▶ ASSIGNED TASK
Copy out the material in full. Leave every line as it is.

◆ ◆ ◆

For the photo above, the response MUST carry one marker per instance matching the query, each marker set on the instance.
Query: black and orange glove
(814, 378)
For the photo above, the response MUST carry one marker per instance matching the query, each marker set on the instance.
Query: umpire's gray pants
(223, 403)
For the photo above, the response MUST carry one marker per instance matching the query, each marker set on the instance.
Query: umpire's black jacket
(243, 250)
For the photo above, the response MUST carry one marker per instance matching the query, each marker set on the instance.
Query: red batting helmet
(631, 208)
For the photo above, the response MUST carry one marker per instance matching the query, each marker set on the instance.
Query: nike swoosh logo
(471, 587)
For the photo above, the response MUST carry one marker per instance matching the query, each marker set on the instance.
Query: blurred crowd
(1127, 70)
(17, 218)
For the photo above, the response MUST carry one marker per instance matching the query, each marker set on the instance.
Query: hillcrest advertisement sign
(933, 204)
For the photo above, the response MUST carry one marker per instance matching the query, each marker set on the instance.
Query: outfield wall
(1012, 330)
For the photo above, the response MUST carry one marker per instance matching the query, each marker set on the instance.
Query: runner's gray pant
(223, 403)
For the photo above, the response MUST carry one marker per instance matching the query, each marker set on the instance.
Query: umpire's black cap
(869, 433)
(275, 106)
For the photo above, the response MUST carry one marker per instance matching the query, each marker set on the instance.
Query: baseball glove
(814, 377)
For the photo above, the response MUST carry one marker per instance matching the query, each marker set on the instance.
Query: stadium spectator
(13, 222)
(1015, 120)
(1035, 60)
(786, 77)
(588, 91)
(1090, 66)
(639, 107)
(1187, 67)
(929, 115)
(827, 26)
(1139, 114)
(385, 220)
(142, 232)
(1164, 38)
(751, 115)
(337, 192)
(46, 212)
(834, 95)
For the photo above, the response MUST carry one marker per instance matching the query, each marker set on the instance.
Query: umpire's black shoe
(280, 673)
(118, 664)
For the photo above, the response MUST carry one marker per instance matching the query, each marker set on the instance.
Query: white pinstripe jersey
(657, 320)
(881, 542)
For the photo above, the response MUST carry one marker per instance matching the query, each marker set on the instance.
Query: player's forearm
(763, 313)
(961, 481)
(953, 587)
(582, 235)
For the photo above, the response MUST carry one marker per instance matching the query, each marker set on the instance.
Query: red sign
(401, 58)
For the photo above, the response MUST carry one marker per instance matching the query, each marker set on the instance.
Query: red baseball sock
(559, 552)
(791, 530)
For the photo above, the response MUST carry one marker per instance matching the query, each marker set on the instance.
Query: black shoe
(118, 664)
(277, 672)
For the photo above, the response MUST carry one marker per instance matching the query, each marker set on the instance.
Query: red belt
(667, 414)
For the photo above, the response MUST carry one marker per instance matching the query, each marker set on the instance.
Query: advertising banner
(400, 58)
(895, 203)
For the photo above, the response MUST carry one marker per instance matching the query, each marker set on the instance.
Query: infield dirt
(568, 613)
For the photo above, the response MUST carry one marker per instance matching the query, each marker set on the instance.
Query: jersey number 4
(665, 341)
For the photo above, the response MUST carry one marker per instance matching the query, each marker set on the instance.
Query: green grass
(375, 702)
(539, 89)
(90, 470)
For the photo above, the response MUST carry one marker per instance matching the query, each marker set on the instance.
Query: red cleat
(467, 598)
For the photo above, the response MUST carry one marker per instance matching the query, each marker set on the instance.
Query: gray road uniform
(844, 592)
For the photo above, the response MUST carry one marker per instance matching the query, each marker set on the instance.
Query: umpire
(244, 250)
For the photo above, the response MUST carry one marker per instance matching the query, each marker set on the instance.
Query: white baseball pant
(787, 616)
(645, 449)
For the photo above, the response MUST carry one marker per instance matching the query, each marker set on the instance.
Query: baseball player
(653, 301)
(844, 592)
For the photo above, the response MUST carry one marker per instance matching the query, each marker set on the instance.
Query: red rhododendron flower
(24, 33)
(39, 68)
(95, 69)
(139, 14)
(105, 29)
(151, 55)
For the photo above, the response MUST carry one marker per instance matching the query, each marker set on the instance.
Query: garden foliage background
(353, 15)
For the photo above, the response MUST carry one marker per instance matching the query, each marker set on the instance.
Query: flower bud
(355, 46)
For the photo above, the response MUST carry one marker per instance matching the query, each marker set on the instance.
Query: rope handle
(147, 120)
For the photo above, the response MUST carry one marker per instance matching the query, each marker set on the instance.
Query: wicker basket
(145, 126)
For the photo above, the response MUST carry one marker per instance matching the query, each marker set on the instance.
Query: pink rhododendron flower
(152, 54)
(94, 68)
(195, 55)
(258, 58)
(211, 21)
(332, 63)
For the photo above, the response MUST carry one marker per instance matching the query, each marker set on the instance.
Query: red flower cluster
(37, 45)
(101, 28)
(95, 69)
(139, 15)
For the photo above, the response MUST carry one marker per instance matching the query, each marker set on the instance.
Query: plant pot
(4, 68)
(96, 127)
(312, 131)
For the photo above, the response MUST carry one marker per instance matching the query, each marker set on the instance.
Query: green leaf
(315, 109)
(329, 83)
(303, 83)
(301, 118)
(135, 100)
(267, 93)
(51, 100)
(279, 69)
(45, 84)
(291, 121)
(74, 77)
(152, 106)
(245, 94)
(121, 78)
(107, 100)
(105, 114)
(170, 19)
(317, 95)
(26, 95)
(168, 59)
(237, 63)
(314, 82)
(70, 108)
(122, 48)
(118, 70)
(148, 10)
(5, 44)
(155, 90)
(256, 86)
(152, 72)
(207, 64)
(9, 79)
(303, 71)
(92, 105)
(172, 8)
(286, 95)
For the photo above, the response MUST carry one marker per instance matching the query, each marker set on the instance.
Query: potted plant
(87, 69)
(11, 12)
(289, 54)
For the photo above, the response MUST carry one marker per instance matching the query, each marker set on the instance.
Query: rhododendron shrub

◆ ◆ ◆

▶ RESPONSE FOR THIS EXERCISE
For the photo above, the response MUST carry one marker per instance matching the query, each marker set on the instance.
Query: black and orange glove
(814, 378)
For the photo above, the response MUST carry one marker per instance matching the query, each marker set on the instance.
Query: umpire's gray pants
(223, 403)
For the photo above, the response MUST carry one marker per instance matching the query, each marker set on the instance.
Query: umpire's black jacket
(243, 250)
For the photo above, the response MUST carry one marker per instance matching the query, each marker set on the instance.
Query: red batting helmet
(631, 208)
For the photo above, the response MUST carry one marker per instance matching the query, each marker set on the instance.
Query: nike swoosh logo
(471, 587)
For the photo above, the response MUST carry one marker per instance matching the query, each marker set on the instance.
Query: blurred crowd
(1127, 70)
(17, 218)
For the photo above, the response MUST carry one marker per instance matching the query, each marker set on the instance.
Query: hillcrest advertisement sign
(933, 204)
For the photo above, the response MUST carry one marker per instance matching the query, each marker set on the instance.
Query: outfield wall
(1012, 330)
For the photo above, the response MUST carry one marker per instance matching the query, each marker set on the instance.
Query: runner's gray pant
(223, 403)
For the photo above, the response MUST carry one marker per instance matching the query, each marker set on the instance.
Query: umpire's black cap
(869, 433)
(275, 106)
For the photo above, the response MUST carry one marker per instance matching the query, each marker set on the instance.
Query: baseball glove
(814, 377)
For the photo above, the response MUST carry one marker per instance matching the query, each marker set on the instance.
Query: stadium spectator
(13, 222)
(1015, 120)
(1035, 60)
(786, 77)
(588, 91)
(1090, 66)
(639, 107)
(1187, 67)
(929, 115)
(827, 26)
(1139, 114)
(385, 220)
(142, 232)
(1164, 38)
(751, 115)
(337, 192)
(46, 212)
(834, 95)
For the photo above, the response MUST carry one marker per instance matching the query, each marker set on the instance.
Query: umpire's black shoe
(280, 673)
(118, 664)
For the photo above, the response MUST carry one marker per instance matching the query, each marker set on the instance.
Query: white pinstripe jersey
(657, 320)
(881, 542)
For the photo above, the response MUST carry one marker per instance matching the query, each marker set on the instance.
Query: player's forearm
(763, 313)
(961, 481)
(953, 587)
(582, 235)
For the photo above, the response MUST carry one marker per instance matching the query, each marker set on the instance.
Query: red sign
(401, 58)
For the photo above, the response MUST carry one marker per instance matching the query, each marker set on the instance.
Query: red baseball sock
(559, 552)
(791, 530)
For the photo above, the response MUST carry one marker per instance matching the query, each marker set on the instance.
Query: black shoe
(118, 664)
(277, 672)
For the photo above, the response MUST carry one marker per instance matching the query, each marker set on the instance.
Query: red belt
(667, 414)
For the photo above, the response MUST carry one marker per instance matching the query, each marker set on the instance.
Query: advertising banner
(400, 58)
(895, 203)
For the photo above, the response MUST carry one marker per instance matching the query, each marker set on the instance.
Query: infield dirt
(568, 613)
For the photo above, the response MUST carry one marker per instance matching the query, each marker set on the instance.
Query: jersey number 4
(665, 341)
For the photo above, the response MUST carry one marker per instance matching the query, each marker set on the instance.
Query: green grass
(375, 702)
(539, 89)
(90, 470)
For the photo above, the response MUST carry one marker per instance matching the query, each marker set on the instance.
Query: red cleat
(467, 598)
For the photo above, the response MUST carry one marker per instance matching the query, each marker set on the instance.
Query: gray road uniform
(844, 592)
For the photo above, the response MUST carry one marker per instance matching the query, each marker set on the instance.
Query: umpire
(244, 250)
For the photo above, the response MUST carry one marker per instance matching the query, each marker set on the instance.
Query: white baseball pant
(787, 616)
(645, 449)
For the photo above, the response MUST carry one marker per instance matching the query, each marker set on the instance.
Query: baseball player
(653, 301)
(844, 592)
For the photo above, the response MUST carry one marker per instance matching the query, each marker set on the instance.
Query: red rhododendron flower
(24, 33)
(39, 68)
(95, 69)
(139, 14)
(105, 29)
(151, 55)
For the photo above, the response MUST carry one marker per instance matching the query, each marker set on the instance.
Query: garden foliage background
(353, 15)
For the photo above, the response MUST carry one marker per instance matching the query, each marker set on the instance.
Query: flower bud
(355, 46)
For the photo above, the response MUST carry one marker per instance matching the query, each marker set on the instance.
Query: rope handle
(147, 120)
For the photo above, the response MUST carry one marker per instance matching the query, each marker set on the instance.
Query: wicker basket
(145, 126)
For the photo above, the response MUST carry one marker per instance matching the query, each marker set on the instance.
Query: pink rhododendron flower
(152, 54)
(94, 68)
(195, 55)
(258, 58)
(211, 21)
(332, 63)
For the photo above, the response MUST carry one marker per instance matching the query, each marker set on the instance.
Query: red flower cluster
(37, 45)
(101, 28)
(95, 69)
(139, 15)
For the photo above, the response MUST carry one marker per instance matching the query, each marker set on the instance.
Query: plant pot
(4, 68)
(96, 127)
(312, 131)
For the photo above, the response MUST carry one marker per instance matching the query, each marker set on the instance.
Query: green leaf
(315, 109)
(329, 83)
(303, 83)
(301, 118)
(135, 100)
(267, 93)
(51, 100)
(279, 69)
(45, 84)
(291, 121)
(74, 77)
(152, 106)
(245, 94)
(121, 78)
(107, 100)
(105, 114)
(170, 19)
(317, 95)
(26, 95)
(168, 59)
(237, 63)
(314, 82)
(70, 108)
(122, 48)
(118, 70)
(148, 10)
(5, 44)
(155, 90)
(256, 86)
(152, 72)
(207, 64)
(9, 79)
(303, 71)
(92, 105)
(172, 8)
(286, 95)
For the photo above, the response MUST carry one marker per instance matching the query, each marker set on the instance.
Query: potted plant
(87, 69)
(11, 12)
(289, 54)
For the photo above, the response MUST carry one marker per instance matching the query, each marker set on the instance.
Query: rhododendron shrub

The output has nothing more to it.